▶ _Zadanie pisemne_: Wyodrębnij spośród poniższych wierszy wszystkie, które zawierają słowo „asphalt”, i przepisz je w całości.

──────

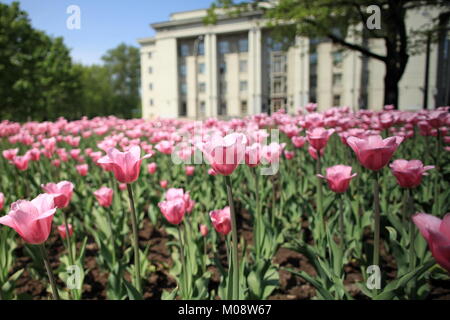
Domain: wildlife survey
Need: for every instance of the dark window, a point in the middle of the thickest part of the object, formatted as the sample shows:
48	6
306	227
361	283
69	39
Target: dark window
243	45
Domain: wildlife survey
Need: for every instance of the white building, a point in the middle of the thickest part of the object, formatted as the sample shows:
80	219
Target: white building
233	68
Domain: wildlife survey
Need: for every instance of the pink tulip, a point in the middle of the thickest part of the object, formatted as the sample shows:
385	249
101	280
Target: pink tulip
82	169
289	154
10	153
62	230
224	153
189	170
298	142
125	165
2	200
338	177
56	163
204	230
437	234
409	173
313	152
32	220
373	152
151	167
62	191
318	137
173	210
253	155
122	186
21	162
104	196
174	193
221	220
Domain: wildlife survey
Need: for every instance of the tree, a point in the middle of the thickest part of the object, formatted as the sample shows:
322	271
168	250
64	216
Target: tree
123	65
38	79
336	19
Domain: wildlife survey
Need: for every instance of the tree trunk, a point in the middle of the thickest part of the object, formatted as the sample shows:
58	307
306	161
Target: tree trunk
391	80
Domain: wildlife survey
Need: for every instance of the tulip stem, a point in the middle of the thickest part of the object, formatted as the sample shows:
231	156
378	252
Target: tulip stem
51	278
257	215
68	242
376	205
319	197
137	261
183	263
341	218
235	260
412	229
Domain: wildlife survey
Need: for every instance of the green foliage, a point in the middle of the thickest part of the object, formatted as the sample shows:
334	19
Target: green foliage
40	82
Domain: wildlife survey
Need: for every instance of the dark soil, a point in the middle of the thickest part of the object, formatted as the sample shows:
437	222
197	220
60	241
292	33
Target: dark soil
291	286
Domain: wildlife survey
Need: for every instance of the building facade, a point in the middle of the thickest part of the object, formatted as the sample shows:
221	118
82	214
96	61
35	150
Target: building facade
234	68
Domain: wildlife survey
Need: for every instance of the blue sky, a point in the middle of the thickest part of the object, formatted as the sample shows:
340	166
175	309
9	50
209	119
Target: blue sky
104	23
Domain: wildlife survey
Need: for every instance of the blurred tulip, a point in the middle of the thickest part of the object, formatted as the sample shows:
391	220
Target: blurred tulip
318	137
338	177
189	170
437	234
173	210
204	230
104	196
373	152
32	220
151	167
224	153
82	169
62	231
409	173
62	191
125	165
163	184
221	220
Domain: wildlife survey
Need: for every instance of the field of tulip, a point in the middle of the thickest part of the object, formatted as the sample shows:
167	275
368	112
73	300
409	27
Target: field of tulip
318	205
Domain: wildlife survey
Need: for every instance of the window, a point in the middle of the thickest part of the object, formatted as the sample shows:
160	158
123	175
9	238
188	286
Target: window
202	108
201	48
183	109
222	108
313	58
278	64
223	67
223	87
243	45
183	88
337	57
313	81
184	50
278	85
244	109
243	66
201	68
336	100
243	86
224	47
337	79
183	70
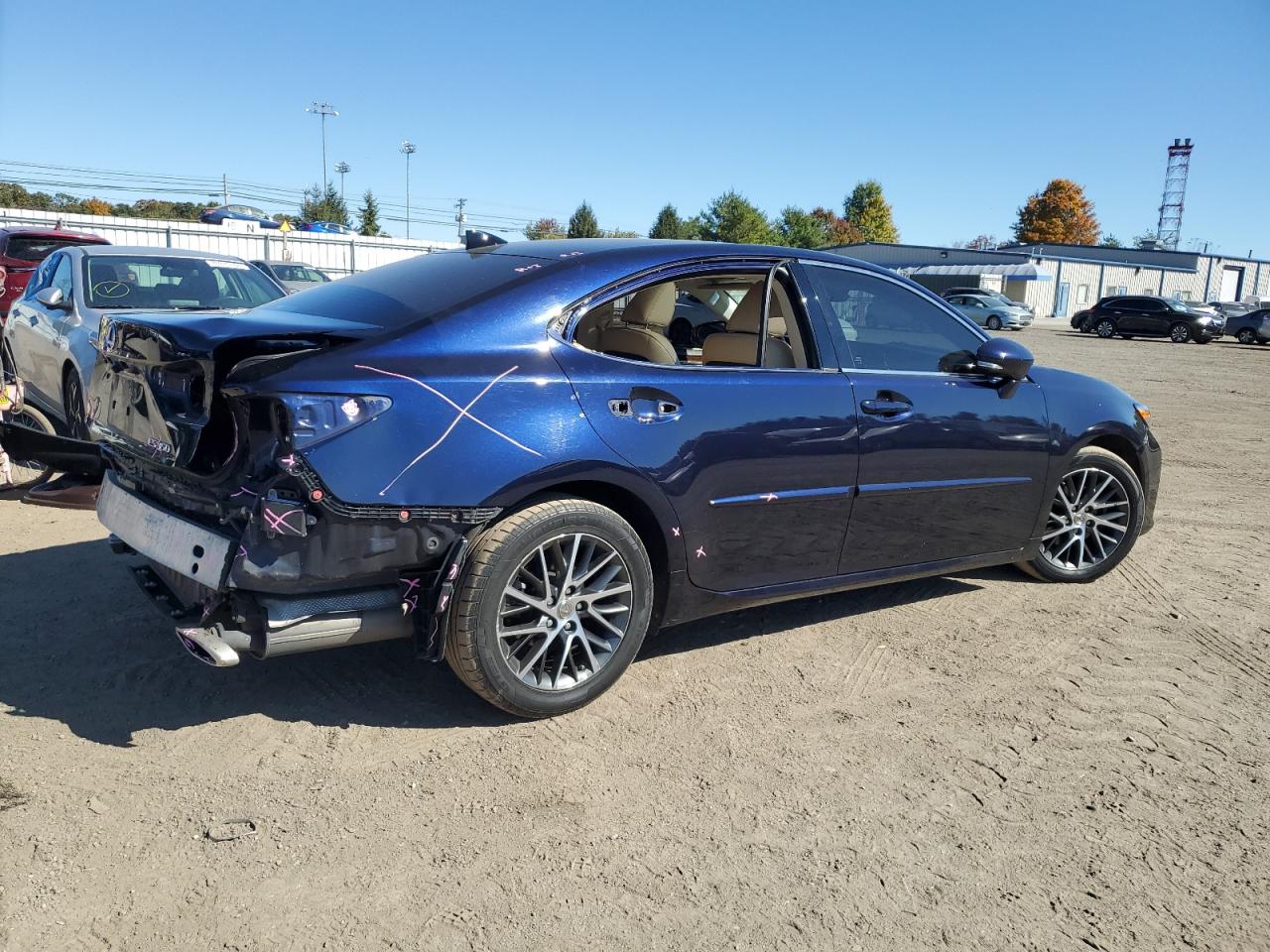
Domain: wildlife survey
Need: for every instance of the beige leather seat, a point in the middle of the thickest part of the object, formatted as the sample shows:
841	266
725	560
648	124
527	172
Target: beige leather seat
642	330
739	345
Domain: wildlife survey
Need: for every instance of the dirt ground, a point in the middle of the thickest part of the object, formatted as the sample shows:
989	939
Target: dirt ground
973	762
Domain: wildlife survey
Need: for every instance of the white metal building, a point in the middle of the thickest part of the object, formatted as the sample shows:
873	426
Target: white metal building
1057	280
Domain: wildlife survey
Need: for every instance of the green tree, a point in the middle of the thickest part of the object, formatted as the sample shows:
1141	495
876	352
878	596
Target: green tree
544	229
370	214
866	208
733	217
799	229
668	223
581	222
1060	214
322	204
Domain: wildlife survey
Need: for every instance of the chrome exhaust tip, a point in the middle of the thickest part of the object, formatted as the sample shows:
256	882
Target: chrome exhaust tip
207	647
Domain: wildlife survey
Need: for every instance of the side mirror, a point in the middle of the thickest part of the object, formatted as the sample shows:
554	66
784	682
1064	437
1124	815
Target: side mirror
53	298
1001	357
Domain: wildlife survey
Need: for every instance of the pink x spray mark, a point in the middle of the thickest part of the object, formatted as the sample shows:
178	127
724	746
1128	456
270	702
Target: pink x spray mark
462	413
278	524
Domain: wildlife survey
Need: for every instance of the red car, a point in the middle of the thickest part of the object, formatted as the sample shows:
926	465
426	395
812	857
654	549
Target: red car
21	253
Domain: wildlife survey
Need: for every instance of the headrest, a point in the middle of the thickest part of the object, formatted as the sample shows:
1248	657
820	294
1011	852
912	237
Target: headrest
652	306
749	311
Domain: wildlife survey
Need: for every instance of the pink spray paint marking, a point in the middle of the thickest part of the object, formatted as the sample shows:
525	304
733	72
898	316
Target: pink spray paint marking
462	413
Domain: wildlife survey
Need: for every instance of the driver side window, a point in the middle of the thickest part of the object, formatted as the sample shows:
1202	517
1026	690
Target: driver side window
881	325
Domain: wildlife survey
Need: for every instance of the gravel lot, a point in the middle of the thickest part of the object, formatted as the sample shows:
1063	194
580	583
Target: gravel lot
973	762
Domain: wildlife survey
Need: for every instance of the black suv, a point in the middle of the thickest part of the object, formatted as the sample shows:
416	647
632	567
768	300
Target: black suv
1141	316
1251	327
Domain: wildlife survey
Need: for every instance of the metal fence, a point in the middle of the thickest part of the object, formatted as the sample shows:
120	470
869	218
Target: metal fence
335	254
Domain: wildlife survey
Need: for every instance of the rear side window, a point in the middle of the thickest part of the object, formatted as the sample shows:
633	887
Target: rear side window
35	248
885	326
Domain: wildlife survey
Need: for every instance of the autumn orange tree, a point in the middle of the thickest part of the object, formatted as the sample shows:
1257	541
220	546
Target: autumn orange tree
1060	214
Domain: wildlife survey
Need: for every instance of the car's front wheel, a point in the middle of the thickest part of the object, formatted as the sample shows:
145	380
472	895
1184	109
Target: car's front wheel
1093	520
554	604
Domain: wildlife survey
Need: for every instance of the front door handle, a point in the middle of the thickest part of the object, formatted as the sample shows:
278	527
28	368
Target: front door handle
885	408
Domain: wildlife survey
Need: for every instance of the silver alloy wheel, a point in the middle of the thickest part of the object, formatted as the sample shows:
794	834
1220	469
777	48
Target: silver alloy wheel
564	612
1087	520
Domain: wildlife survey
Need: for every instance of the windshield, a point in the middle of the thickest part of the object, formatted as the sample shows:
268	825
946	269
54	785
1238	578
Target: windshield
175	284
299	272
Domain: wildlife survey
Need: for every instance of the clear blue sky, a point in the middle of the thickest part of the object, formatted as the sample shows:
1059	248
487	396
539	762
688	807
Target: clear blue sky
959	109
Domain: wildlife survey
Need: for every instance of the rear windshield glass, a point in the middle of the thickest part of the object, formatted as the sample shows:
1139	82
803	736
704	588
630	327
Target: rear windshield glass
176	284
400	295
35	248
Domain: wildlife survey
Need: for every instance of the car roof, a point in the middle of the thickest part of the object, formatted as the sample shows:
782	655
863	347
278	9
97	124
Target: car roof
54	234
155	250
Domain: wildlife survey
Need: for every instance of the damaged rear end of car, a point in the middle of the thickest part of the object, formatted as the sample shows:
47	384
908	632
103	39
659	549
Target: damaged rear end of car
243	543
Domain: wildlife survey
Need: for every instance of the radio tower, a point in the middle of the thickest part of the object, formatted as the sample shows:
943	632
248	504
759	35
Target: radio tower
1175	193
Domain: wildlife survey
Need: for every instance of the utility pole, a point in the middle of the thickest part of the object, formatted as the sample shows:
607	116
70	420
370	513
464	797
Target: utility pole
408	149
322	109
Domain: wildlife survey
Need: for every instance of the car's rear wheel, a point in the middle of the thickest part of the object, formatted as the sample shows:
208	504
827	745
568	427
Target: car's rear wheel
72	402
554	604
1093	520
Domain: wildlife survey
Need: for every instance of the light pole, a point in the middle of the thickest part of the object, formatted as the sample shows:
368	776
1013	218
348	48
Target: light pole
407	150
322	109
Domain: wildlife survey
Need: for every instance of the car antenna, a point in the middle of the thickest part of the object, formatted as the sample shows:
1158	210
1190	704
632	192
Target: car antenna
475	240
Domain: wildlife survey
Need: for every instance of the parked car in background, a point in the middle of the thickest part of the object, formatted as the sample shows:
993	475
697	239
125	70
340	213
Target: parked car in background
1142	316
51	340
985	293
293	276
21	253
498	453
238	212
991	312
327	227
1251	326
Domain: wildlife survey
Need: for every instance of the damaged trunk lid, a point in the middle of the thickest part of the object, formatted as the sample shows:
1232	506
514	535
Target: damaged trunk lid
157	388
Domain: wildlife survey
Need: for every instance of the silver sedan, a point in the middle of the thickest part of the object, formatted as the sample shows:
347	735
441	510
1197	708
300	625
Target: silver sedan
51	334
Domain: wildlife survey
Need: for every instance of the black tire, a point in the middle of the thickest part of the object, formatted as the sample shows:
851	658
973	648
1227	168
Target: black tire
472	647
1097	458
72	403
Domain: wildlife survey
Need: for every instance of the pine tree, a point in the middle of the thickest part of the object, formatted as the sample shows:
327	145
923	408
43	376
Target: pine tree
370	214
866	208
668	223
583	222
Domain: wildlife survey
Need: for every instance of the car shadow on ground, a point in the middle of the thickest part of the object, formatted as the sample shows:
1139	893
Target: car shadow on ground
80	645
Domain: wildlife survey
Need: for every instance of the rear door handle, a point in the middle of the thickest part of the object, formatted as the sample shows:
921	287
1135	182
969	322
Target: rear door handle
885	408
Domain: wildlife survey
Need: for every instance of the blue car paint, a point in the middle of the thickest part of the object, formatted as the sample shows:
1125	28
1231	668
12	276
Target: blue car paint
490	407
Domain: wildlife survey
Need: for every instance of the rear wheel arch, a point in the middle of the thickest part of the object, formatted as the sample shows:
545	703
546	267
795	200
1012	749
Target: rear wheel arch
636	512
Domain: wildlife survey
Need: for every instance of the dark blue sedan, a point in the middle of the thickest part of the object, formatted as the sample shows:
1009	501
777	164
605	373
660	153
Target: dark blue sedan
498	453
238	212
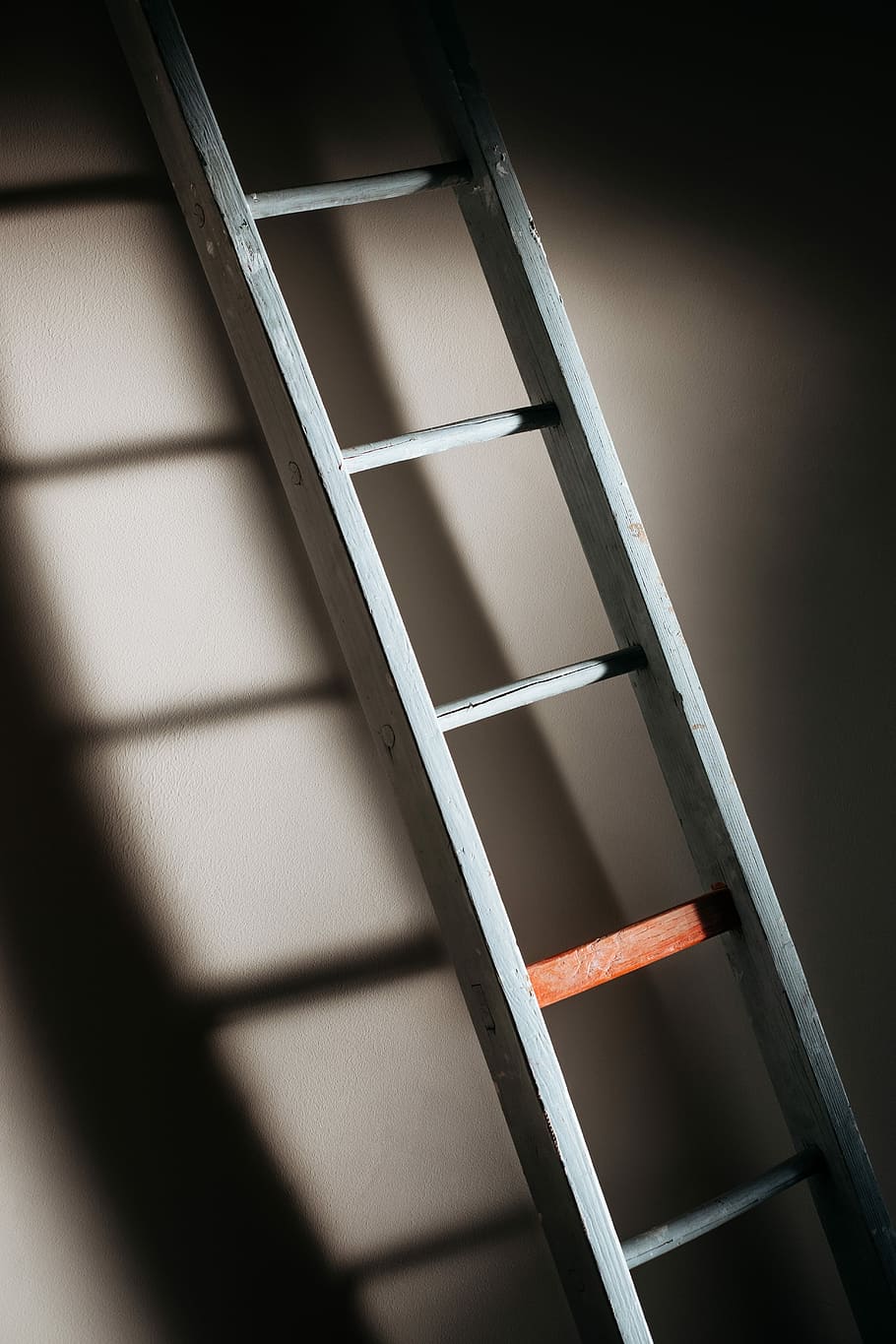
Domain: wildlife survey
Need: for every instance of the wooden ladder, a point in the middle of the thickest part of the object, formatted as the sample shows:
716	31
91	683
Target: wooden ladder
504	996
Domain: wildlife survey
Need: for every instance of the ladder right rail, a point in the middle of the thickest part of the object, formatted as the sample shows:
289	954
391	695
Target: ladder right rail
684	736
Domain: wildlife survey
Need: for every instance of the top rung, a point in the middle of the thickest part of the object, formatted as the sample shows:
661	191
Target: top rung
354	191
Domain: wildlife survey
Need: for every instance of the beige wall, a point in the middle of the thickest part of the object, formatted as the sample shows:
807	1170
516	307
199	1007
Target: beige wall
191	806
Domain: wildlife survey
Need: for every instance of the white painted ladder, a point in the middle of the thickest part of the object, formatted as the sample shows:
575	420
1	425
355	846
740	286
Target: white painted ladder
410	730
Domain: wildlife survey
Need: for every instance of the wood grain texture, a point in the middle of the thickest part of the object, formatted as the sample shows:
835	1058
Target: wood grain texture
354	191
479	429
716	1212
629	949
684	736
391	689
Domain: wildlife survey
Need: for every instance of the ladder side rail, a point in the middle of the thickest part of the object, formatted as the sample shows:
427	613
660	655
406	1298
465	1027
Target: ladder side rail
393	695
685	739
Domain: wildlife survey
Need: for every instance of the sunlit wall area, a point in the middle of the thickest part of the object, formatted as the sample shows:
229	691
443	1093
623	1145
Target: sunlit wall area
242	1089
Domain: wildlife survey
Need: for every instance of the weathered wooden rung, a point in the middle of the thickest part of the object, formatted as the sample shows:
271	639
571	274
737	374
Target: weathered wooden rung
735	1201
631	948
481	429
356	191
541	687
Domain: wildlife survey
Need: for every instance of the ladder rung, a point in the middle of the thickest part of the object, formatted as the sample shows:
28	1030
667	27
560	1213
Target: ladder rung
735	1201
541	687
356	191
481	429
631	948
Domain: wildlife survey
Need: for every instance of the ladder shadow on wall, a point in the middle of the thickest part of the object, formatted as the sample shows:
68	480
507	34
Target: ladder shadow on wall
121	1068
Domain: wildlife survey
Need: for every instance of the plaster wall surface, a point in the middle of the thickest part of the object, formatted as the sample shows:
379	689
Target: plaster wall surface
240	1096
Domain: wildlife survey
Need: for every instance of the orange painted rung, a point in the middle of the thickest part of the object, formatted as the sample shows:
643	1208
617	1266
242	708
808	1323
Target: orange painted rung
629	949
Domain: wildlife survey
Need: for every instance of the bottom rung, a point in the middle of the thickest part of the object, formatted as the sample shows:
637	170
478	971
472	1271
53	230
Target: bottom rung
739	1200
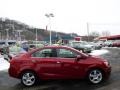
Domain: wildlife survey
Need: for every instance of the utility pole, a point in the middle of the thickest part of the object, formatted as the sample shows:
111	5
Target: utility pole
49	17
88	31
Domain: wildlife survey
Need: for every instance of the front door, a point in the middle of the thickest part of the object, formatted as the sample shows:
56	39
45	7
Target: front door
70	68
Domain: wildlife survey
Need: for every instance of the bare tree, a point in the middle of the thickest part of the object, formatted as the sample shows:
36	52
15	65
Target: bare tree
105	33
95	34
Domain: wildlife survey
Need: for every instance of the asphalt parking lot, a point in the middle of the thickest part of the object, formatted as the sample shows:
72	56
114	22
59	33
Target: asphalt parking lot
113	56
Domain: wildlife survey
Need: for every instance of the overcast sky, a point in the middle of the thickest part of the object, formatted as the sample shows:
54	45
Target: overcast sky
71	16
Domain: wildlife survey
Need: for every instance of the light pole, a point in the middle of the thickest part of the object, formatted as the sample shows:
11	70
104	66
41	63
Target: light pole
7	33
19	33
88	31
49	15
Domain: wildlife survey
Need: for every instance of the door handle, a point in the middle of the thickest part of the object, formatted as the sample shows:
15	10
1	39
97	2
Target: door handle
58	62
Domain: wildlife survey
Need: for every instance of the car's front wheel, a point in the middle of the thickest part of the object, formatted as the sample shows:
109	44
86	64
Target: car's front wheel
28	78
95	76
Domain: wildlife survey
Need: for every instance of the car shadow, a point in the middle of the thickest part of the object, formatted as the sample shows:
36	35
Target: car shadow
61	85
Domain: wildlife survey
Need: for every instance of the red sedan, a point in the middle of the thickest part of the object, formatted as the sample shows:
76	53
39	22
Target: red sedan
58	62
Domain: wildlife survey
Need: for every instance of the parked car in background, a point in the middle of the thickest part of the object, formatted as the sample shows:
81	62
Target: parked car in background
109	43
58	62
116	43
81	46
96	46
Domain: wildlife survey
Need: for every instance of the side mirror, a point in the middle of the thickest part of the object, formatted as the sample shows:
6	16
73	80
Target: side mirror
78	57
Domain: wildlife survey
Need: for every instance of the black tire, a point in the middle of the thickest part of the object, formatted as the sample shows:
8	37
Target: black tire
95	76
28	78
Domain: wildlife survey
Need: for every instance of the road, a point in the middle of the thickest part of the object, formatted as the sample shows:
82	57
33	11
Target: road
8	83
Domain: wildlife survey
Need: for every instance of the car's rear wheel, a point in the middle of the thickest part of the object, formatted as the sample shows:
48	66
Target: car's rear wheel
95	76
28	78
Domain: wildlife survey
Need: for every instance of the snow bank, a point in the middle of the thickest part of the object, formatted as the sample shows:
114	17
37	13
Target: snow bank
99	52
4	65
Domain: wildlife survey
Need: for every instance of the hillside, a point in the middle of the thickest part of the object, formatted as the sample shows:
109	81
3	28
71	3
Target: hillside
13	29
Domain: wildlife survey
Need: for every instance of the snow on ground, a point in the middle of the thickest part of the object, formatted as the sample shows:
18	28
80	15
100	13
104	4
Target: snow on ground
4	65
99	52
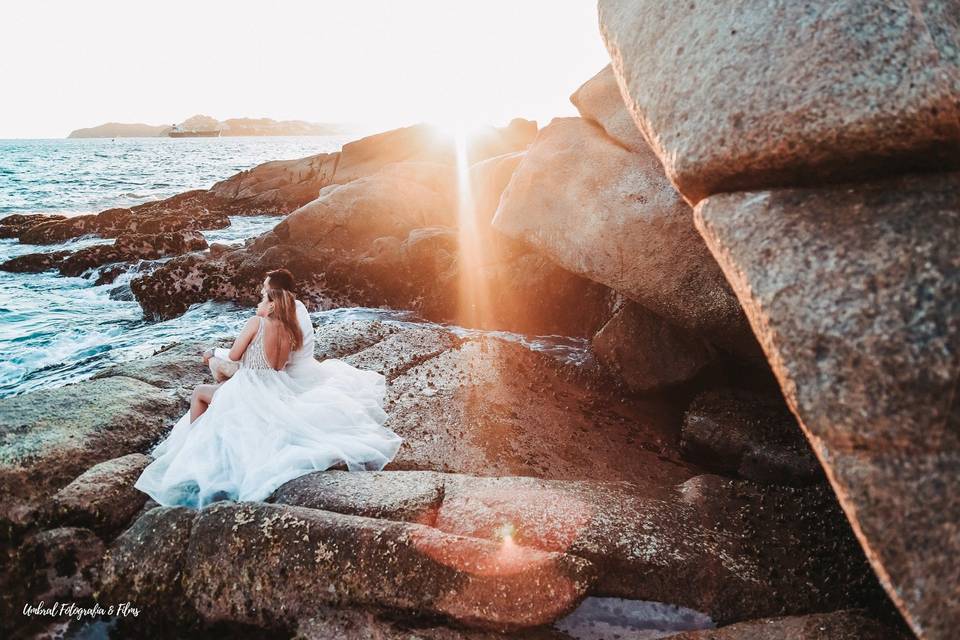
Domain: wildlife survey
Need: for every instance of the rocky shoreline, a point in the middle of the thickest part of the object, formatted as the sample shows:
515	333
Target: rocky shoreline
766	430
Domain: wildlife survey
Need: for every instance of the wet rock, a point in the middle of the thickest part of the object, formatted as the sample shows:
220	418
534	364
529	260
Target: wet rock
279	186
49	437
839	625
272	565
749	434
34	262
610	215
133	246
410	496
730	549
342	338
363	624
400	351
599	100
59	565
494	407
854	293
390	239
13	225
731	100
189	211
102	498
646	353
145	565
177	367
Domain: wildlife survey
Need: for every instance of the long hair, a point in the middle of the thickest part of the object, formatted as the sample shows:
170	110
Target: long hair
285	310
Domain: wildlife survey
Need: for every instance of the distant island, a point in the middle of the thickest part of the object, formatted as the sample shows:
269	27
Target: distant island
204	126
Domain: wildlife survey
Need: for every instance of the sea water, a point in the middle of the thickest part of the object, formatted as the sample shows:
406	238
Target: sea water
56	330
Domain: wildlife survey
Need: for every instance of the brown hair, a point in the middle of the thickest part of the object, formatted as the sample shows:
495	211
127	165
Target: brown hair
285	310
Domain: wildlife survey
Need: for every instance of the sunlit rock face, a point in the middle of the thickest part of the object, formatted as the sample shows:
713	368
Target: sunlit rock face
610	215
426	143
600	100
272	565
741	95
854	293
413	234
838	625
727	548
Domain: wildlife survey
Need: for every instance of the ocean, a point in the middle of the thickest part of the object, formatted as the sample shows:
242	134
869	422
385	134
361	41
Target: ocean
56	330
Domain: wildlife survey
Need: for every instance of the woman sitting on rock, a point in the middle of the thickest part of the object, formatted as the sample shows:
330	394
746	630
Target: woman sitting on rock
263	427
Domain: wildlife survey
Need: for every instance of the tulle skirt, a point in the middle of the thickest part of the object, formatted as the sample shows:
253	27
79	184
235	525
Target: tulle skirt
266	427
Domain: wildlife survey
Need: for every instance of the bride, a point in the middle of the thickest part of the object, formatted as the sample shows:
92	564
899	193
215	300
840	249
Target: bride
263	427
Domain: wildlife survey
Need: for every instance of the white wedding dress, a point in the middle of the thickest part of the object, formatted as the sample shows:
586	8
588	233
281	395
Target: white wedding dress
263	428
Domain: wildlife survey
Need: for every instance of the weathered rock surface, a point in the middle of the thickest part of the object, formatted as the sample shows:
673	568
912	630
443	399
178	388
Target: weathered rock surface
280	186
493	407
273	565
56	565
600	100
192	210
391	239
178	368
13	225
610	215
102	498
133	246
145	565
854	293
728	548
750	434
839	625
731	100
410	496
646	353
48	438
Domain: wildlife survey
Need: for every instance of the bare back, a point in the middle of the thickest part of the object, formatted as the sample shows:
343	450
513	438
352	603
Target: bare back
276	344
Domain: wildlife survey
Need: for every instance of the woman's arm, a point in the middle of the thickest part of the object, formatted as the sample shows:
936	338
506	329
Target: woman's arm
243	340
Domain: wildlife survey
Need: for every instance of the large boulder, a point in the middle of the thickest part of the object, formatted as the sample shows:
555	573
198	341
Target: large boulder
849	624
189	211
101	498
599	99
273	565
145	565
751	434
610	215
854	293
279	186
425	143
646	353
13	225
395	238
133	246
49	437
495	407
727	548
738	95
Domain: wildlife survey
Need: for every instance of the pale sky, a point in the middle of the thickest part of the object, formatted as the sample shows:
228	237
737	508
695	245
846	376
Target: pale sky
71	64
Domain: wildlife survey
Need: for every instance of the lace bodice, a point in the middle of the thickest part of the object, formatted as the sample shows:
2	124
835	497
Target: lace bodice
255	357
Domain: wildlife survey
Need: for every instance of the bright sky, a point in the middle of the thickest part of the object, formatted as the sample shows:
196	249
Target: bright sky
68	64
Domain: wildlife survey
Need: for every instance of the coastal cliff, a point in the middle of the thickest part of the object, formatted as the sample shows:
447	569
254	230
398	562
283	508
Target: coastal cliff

──────

▶ _Poprawna odpowiedź_:
Need: for every instance of the asphalt parking lot, a point in the middle of the thickest part of the object, formatted as the sample shows:
Target: asphalt parking lot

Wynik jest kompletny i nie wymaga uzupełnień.